§ WHAT IS EXPECTED: Starting at the line that contains "point: grass lawn", restate each line word for word through the final line of the data, keeping both ends.

§ DATA SUPPLIED:
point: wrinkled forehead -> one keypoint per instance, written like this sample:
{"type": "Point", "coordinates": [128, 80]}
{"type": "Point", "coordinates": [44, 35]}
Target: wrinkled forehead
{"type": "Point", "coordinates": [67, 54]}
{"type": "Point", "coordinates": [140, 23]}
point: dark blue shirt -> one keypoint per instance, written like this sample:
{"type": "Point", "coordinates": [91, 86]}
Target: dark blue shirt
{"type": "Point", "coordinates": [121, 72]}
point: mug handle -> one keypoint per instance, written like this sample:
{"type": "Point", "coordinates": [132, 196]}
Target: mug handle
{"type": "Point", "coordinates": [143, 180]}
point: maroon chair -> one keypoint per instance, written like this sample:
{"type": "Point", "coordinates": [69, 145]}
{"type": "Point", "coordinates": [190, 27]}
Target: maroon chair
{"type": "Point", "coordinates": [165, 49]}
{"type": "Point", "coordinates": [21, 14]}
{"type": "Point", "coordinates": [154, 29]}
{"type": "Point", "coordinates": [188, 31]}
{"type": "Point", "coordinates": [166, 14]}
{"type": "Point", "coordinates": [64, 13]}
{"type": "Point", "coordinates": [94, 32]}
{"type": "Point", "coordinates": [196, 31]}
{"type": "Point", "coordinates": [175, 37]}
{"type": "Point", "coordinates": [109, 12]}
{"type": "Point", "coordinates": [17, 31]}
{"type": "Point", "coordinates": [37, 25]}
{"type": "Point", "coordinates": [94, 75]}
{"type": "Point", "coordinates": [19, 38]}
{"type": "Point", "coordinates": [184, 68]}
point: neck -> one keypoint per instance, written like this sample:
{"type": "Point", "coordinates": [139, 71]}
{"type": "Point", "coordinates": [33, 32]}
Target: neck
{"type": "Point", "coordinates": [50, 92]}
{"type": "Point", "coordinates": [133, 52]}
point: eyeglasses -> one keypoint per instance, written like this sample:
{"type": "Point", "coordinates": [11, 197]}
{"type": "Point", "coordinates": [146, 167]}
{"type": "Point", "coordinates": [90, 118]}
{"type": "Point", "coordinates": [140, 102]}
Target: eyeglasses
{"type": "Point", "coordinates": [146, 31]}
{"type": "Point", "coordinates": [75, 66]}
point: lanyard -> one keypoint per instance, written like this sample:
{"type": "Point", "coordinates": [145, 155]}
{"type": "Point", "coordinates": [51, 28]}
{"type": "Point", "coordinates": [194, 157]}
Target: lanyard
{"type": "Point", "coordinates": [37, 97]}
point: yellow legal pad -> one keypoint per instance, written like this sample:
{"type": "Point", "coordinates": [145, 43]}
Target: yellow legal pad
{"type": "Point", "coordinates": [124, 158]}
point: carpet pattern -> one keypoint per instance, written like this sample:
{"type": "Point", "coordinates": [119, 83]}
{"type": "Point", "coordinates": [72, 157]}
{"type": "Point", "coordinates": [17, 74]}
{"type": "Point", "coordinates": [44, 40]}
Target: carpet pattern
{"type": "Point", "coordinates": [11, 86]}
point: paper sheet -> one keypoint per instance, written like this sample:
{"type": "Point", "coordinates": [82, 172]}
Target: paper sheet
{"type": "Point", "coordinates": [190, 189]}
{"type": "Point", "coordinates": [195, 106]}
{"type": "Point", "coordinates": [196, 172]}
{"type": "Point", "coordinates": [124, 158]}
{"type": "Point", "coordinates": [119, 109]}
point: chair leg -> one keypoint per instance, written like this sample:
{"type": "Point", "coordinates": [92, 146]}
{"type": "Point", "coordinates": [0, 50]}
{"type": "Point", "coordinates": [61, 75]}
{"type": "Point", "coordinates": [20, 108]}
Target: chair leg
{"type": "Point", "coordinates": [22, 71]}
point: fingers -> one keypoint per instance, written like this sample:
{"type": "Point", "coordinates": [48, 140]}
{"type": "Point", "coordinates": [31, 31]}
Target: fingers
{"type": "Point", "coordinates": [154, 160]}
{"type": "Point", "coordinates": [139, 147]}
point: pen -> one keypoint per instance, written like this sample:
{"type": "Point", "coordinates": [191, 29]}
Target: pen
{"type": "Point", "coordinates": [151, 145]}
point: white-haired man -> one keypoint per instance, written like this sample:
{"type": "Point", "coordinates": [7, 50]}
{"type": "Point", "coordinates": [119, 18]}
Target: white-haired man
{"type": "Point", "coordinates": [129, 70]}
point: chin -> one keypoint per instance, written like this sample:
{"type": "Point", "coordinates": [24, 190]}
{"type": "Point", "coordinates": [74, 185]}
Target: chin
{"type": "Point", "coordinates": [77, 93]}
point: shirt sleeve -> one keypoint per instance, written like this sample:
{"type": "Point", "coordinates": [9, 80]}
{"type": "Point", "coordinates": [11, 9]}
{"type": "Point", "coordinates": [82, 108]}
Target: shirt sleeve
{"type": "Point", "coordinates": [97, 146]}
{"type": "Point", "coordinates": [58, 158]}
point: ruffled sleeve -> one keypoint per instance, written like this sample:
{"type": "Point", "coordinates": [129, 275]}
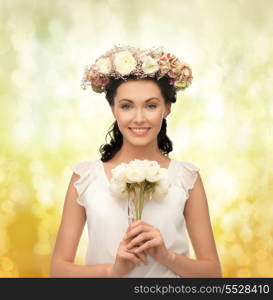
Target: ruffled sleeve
{"type": "Point", "coordinates": [186, 176]}
{"type": "Point", "coordinates": [87, 174]}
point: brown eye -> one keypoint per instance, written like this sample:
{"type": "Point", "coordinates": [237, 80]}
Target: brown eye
{"type": "Point", "coordinates": [125, 106]}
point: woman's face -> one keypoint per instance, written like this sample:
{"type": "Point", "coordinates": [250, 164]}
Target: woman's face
{"type": "Point", "coordinates": [139, 104]}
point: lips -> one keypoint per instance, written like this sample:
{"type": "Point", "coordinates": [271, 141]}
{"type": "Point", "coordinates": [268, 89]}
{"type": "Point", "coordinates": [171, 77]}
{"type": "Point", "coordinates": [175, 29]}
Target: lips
{"type": "Point", "coordinates": [139, 130]}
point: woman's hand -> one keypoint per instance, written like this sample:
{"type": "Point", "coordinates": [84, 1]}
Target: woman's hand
{"type": "Point", "coordinates": [126, 260]}
{"type": "Point", "coordinates": [150, 239]}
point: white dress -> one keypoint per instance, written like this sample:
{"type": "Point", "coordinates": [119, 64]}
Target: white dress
{"type": "Point", "coordinates": [107, 217]}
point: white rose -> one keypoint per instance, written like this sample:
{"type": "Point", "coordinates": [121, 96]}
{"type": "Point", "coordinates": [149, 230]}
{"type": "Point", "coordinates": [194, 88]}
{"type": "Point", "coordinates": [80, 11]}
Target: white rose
{"type": "Point", "coordinates": [153, 173]}
{"type": "Point", "coordinates": [118, 189]}
{"type": "Point", "coordinates": [149, 65]}
{"type": "Point", "coordinates": [124, 62]}
{"type": "Point", "coordinates": [103, 65]}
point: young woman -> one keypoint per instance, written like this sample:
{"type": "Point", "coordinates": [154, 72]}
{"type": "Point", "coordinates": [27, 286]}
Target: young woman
{"type": "Point", "coordinates": [140, 86]}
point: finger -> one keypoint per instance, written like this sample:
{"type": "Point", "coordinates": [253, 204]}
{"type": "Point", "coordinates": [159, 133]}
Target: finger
{"type": "Point", "coordinates": [144, 236]}
{"type": "Point", "coordinates": [145, 246]}
{"type": "Point", "coordinates": [136, 231]}
{"type": "Point", "coordinates": [132, 257]}
{"type": "Point", "coordinates": [143, 257]}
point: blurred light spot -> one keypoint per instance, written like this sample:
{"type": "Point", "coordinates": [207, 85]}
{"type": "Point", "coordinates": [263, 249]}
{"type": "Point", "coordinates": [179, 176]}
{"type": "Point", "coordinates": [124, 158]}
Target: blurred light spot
{"type": "Point", "coordinates": [6, 264]}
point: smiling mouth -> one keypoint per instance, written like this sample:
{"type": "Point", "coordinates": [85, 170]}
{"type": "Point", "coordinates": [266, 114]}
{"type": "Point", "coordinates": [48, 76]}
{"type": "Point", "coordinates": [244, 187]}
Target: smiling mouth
{"type": "Point", "coordinates": [139, 131]}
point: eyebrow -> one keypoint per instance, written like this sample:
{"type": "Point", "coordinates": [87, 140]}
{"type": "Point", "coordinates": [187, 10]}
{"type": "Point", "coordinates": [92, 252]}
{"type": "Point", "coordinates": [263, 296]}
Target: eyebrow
{"type": "Point", "coordinates": [145, 100]}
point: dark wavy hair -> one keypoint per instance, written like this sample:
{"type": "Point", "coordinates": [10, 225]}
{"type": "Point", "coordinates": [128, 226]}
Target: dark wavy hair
{"type": "Point", "coordinates": [168, 92]}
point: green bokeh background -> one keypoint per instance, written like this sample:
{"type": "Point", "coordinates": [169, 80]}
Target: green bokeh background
{"type": "Point", "coordinates": [222, 122]}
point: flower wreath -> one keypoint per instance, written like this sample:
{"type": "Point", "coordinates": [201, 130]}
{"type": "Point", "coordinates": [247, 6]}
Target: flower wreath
{"type": "Point", "coordinates": [122, 61]}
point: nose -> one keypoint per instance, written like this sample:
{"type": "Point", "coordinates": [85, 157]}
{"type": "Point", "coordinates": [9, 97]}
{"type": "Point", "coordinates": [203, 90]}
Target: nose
{"type": "Point", "coordinates": [139, 116]}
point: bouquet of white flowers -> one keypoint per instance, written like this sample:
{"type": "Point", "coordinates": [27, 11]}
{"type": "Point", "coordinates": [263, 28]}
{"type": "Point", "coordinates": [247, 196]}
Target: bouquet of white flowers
{"type": "Point", "coordinates": [136, 181]}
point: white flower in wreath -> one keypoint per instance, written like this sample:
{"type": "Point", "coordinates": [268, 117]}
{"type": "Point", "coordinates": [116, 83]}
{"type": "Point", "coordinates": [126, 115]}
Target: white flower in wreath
{"type": "Point", "coordinates": [104, 65]}
{"type": "Point", "coordinates": [124, 62]}
{"type": "Point", "coordinates": [149, 64]}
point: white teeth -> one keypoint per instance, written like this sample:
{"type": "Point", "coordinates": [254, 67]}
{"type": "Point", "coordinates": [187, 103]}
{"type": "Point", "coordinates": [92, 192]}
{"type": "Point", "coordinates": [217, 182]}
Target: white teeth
{"type": "Point", "coordinates": [139, 130]}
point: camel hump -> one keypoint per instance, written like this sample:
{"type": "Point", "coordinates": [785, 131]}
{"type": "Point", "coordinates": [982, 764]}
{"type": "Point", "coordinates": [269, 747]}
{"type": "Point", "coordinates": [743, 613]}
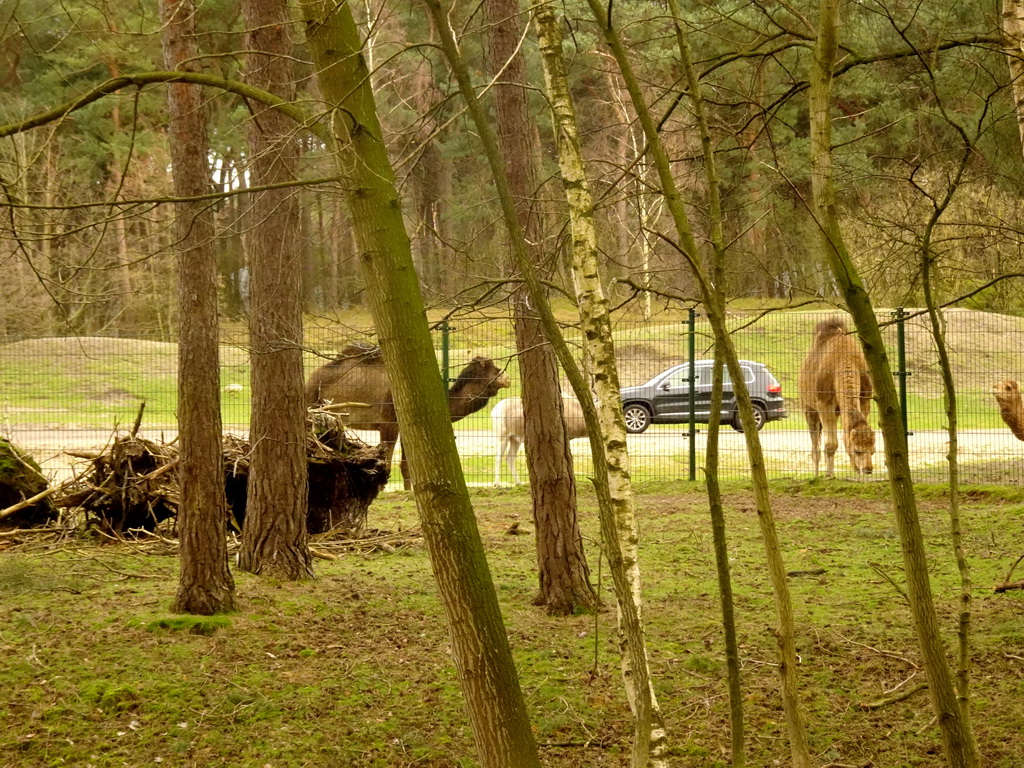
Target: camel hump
{"type": "Point", "coordinates": [358, 352]}
{"type": "Point", "coordinates": [829, 329]}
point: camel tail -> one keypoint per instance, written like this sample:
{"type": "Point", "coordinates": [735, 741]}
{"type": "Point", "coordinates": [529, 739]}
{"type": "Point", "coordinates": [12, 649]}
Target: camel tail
{"type": "Point", "coordinates": [848, 396]}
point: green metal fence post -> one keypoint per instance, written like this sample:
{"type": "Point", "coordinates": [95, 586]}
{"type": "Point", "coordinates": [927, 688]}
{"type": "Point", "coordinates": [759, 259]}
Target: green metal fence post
{"type": "Point", "coordinates": [901, 373]}
{"type": "Point", "coordinates": [691, 321]}
{"type": "Point", "coordinates": [445, 331]}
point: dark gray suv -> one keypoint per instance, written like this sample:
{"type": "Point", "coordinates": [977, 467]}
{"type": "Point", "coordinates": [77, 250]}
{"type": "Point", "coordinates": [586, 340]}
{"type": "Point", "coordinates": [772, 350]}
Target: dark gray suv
{"type": "Point", "coordinates": [666, 398]}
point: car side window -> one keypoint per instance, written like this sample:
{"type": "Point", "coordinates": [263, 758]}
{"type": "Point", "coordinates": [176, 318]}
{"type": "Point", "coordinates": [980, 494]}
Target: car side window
{"type": "Point", "coordinates": [679, 379]}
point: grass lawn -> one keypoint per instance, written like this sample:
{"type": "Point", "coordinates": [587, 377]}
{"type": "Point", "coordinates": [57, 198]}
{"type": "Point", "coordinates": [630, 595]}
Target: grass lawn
{"type": "Point", "coordinates": [354, 669]}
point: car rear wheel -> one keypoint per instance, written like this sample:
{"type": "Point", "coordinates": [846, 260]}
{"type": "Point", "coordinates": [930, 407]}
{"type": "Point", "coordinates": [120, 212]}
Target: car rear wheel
{"type": "Point", "coordinates": [760, 418]}
{"type": "Point", "coordinates": [637, 418]}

§ RESULT OF THE EXERCISE:
point: grass lawn -> one keypoint per instance, written like this sample:
{"type": "Point", "coordinates": [587, 377]}
{"type": "Point", "coordinates": [57, 198]}
{"type": "Point", "coordinates": [630, 595]}
Target: grass lawn
{"type": "Point", "coordinates": [354, 669]}
point: car rear wheel -> one keypoint per instance, written like this sample:
{"type": "Point", "coordinates": [846, 260]}
{"type": "Point", "coordinates": [930, 407]}
{"type": "Point", "coordinates": [120, 212]}
Target: car rear wheel
{"type": "Point", "coordinates": [760, 418]}
{"type": "Point", "coordinates": [637, 418]}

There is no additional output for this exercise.